*Records provided*.
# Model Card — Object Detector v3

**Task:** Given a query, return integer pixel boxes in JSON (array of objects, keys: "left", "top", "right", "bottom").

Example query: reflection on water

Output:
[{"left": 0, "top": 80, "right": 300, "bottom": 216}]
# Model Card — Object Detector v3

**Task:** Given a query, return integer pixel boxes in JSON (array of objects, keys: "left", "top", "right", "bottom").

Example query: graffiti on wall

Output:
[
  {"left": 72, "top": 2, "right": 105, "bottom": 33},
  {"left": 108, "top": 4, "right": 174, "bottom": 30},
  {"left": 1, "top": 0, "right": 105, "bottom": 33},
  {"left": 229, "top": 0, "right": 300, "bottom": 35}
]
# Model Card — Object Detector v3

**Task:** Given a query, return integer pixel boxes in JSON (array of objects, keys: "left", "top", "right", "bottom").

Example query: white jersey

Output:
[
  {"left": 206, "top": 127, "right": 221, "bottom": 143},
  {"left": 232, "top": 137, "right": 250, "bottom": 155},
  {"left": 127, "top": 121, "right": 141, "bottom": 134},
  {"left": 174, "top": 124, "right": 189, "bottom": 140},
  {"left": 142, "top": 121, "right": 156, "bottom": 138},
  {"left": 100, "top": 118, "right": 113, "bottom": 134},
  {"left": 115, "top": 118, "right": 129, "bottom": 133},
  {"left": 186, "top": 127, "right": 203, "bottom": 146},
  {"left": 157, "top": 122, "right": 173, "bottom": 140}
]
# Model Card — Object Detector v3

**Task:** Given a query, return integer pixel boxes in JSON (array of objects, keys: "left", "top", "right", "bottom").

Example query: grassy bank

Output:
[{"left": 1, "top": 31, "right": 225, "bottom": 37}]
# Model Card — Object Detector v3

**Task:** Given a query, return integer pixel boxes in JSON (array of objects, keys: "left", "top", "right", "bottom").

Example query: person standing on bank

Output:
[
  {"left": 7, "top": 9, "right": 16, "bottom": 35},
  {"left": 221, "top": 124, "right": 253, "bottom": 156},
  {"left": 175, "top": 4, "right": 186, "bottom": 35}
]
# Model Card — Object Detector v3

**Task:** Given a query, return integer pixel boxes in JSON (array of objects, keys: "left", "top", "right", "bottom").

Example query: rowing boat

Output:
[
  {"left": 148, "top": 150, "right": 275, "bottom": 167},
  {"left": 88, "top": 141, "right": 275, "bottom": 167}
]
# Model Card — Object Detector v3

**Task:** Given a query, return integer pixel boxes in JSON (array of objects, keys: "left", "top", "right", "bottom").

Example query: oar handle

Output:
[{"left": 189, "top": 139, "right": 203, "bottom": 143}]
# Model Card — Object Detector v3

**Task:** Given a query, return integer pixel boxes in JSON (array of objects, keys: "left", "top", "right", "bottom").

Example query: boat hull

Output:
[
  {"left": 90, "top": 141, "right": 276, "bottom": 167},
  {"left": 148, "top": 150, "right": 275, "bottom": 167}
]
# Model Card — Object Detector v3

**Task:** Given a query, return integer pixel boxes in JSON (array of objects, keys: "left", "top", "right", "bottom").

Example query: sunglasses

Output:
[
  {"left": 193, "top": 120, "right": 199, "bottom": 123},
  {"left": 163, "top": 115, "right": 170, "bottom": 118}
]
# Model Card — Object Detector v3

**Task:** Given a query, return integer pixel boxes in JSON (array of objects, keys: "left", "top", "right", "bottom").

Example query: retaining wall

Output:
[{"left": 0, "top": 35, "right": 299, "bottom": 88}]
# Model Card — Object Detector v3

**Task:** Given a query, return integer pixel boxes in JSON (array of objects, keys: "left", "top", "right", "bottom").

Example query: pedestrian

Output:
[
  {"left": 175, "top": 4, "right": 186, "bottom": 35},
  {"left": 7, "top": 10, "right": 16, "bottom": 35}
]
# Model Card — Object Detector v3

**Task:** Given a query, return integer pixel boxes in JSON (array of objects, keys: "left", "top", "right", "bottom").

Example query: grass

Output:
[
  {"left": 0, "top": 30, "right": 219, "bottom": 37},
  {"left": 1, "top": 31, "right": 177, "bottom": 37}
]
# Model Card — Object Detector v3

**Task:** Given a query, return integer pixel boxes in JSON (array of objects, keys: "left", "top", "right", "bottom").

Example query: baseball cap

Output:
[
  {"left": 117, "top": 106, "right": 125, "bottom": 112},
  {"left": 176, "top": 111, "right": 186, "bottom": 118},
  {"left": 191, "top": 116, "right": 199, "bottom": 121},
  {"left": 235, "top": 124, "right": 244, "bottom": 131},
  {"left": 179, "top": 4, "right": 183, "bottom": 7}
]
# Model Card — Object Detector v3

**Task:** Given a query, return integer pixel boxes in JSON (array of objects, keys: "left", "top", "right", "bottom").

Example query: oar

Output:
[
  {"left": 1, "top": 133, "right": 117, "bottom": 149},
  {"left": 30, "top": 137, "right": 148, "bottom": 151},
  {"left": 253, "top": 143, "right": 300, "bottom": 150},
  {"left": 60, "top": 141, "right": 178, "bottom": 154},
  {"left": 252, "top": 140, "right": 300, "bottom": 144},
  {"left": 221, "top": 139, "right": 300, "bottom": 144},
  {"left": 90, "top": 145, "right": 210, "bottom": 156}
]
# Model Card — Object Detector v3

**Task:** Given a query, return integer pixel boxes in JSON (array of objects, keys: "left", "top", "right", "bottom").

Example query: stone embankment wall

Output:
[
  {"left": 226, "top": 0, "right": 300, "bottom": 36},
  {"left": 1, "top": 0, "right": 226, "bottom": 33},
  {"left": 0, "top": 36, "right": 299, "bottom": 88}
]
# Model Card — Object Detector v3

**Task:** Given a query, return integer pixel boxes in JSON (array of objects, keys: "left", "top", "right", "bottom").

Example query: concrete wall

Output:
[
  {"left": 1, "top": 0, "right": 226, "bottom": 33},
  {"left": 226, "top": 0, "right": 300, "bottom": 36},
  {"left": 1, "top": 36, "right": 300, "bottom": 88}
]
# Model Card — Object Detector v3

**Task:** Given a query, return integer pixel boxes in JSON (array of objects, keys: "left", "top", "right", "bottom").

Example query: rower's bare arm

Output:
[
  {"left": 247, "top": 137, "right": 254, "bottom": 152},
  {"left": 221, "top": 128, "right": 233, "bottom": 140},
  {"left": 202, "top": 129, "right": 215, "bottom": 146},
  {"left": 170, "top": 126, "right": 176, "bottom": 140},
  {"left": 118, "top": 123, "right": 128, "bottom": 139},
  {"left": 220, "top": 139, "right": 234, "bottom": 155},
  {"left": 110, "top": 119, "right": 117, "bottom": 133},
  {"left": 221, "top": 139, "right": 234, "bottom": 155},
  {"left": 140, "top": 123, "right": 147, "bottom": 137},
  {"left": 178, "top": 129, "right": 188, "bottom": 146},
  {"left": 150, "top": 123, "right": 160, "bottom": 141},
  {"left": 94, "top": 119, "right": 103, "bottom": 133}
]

*Activity*. The required response is a complete, exact copy of the records.

*Answer for the task*.
# Model Card — Object Detector v3

**Task:** Given a query, return integer pixel boxes in JSON (array of objects, keys: "left", "top", "right", "bottom").

Example query: reflection on water

Output:
[{"left": 0, "top": 80, "right": 300, "bottom": 216}]
# Model Card — Object Detector v3

**Task:** Given a query, return integer pixel boxes in JSON (array of objects, keys: "left", "top", "right", "bottom").

Example query: graffiti on wall

Output:
[
  {"left": 72, "top": 2, "right": 105, "bottom": 33},
  {"left": 108, "top": 4, "right": 174, "bottom": 30},
  {"left": 1, "top": 0, "right": 105, "bottom": 33},
  {"left": 229, "top": 0, "right": 300, "bottom": 35}
]
# Model Card — Object Detector v3

**Task:** Given a query, return integer pixel boxes in JSON (array of objects, keys: "left", "top", "right", "bottom").

Example query: white jersey

Output:
[
  {"left": 206, "top": 127, "right": 221, "bottom": 143},
  {"left": 232, "top": 137, "right": 250, "bottom": 155},
  {"left": 127, "top": 121, "right": 141, "bottom": 134},
  {"left": 174, "top": 124, "right": 189, "bottom": 140},
  {"left": 142, "top": 121, "right": 156, "bottom": 138},
  {"left": 100, "top": 118, "right": 113, "bottom": 134},
  {"left": 115, "top": 118, "right": 129, "bottom": 133},
  {"left": 186, "top": 127, "right": 203, "bottom": 146},
  {"left": 157, "top": 122, "right": 173, "bottom": 140}
]
# Model Card — Object Detector v3

**Task:** Given a query, return integer pixel boxes in JSON (array of objects, keys: "left", "top", "right", "bottom").

Example query: grassy bank

Output:
[{"left": 1, "top": 31, "right": 225, "bottom": 37}]
# Model Card — Object Detector v3

**Task:** Given a query, return integer pixel boxes in JSON (array of objects, keys: "left", "top", "right", "bottom").

Example query: person standing on bank

Output:
[
  {"left": 7, "top": 9, "right": 16, "bottom": 35},
  {"left": 221, "top": 124, "right": 253, "bottom": 156},
  {"left": 175, "top": 4, "right": 186, "bottom": 35}
]
# Model Card — Object Detector v3

**Task:** Given a query, return integer pixel boxes in JSON (array of objects, keys: "left", "top", "right", "bottom").

Example query: rowing boat

Output:
[
  {"left": 148, "top": 150, "right": 275, "bottom": 167},
  {"left": 88, "top": 141, "right": 275, "bottom": 167}
]
# Model Card — Object Detector v3

**Task:** Given a query, return integer pixel boxes in JSON (array of objects, keys: "left", "top", "right", "bottom").

Example query: oar handle

Output:
[{"left": 189, "top": 139, "right": 203, "bottom": 143}]
# Model Card — Object Detector v3

**Task:** Given a query, return integer pixel boxes in JSON (array of objects, keys: "left", "top", "right", "bottom").

Example query: boat hull

Output:
[
  {"left": 90, "top": 141, "right": 276, "bottom": 167},
  {"left": 148, "top": 150, "right": 275, "bottom": 167}
]
# Model Card — Object Detector v3

**Task:** Given a query, return integer pixel boxes in JSON (array of objects, keys: "left", "top", "right", "bottom").

Example query: sunglasses

Output:
[
  {"left": 193, "top": 120, "right": 199, "bottom": 123},
  {"left": 163, "top": 115, "right": 170, "bottom": 118}
]
# Model Card — Object Detector v3

**Task:** Given a query, return integer pixel boxes in JSON (array of objects, keys: "left", "top", "right", "bottom").

Example query: retaining wall

Output:
[{"left": 0, "top": 35, "right": 299, "bottom": 88}]
# Model Card — Object Detector v3

**Task:** Given a query, return integer pixel boxes in JSON (array of objects, keys: "left", "top", "right", "bottom").

Example query: pedestrian

Output:
[
  {"left": 175, "top": 4, "right": 186, "bottom": 35},
  {"left": 7, "top": 10, "right": 16, "bottom": 35}
]
# Model Card — Object Detector v3

**Task:** Given a query, return integer pixel boxes in JSON (array of objects, keys: "left", "top", "right", "bottom").

Example query: grass

Output:
[
  {"left": 0, "top": 30, "right": 219, "bottom": 37},
  {"left": 1, "top": 31, "right": 177, "bottom": 37}
]
# Model Card — Object Detector v3

**Task:** Given a query, return integer pixel boxes in JSON (array of objects, keys: "left", "top", "right", "bottom").

Example query: baseball cap

Output:
[
  {"left": 117, "top": 106, "right": 125, "bottom": 112},
  {"left": 176, "top": 111, "right": 186, "bottom": 118},
  {"left": 191, "top": 116, "right": 199, "bottom": 121},
  {"left": 235, "top": 124, "right": 244, "bottom": 131},
  {"left": 179, "top": 4, "right": 183, "bottom": 7}
]
# Model Card — Object Detector v3

**Task:** Given a query, return integer pixel boxes in JSON (array of objects, keys: "left", "top", "right", "bottom").

Example query: oar

Output:
[
  {"left": 1, "top": 133, "right": 117, "bottom": 149},
  {"left": 30, "top": 137, "right": 148, "bottom": 151},
  {"left": 253, "top": 143, "right": 300, "bottom": 150},
  {"left": 60, "top": 141, "right": 178, "bottom": 154},
  {"left": 252, "top": 140, "right": 300, "bottom": 144},
  {"left": 221, "top": 139, "right": 300, "bottom": 144},
  {"left": 90, "top": 145, "right": 210, "bottom": 156}
]
# Model Card — Object Detector v3

**Task:** Given a query, return integer pixel boxes in JSON (array of objects, keys: "left", "top", "right", "bottom").

Example query: stone embankment wall

Output:
[
  {"left": 226, "top": 0, "right": 300, "bottom": 36},
  {"left": 1, "top": 0, "right": 226, "bottom": 33},
  {"left": 0, "top": 36, "right": 299, "bottom": 88}
]
# Model Card — Object Detector v3

**Task:** Given a query, return integer pixel boxes in JSON (array of objects, keys: "left", "top", "right", "bottom").

Example query: concrete wall

Output:
[
  {"left": 1, "top": 0, "right": 226, "bottom": 33},
  {"left": 226, "top": 0, "right": 300, "bottom": 36},
  {"left": 1, "top": 36, "right": 300, "bottom": 88}
]
# Model Card — Object Detector v3

**Task:** Given a query, return integer pixel boxes in JSON (array of objects, keys: "left", "top", "right", "bottom").

Example query: rower's bare arm

Output:
[
  {"left": 247, "top": 137, "right": 254, "bottom": 152},
  {"left": 221, "top": 128, "right": 233, "bottom": 140},
  {"left": 202, "top": 129, "right": 215, "bottom": 146},
  {"left": 170, "top": 126, "right": 176, "bottom": 140},
  {"left": 118, "top": 123, "right": 128, "bottom": 139},
  {"left": 220, "top": 139, "right": 234, "bottom": 155},
  {"left": 110, "top": 119, "right": 117, "bottom": 133},
  {"left": 221, "top": 139, "right": 234, "bottom": 155},
  {"left": 140, "top": 123, "right": 147, "bottom": 137},
  {"left": 178, "top": 129, "right": 188, "bottom": 146},
  {"left": 150, "top": 123, "right": 160, "bottom": 141},
  {"left": 94, "top": 119, "right": 103, "bottom": 133}
]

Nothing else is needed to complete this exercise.